Transcribe, word for word and without additions, each line below from the one containing "Can you find the side" through the one containing "Can you find the tire?", both ends included.

*** Opening Exercise material ***

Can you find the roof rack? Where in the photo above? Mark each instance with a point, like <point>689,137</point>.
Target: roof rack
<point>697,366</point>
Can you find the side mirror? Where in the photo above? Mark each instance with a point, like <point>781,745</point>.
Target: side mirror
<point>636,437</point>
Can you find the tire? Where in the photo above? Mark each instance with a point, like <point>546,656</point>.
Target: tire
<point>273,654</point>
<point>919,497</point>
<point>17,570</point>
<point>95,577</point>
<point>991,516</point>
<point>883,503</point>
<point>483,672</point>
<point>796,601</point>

*** Closing Exercise material ***

Problem solution:
Can you find the side mirror? Where in the photo above? Mark each instance with a point, like <point>781,745</point>.
Target: side mirror
<point>636,437</point>
Can you find the tire? Where in the photo above? Mark each instance with a point, like <point>546,656</point>.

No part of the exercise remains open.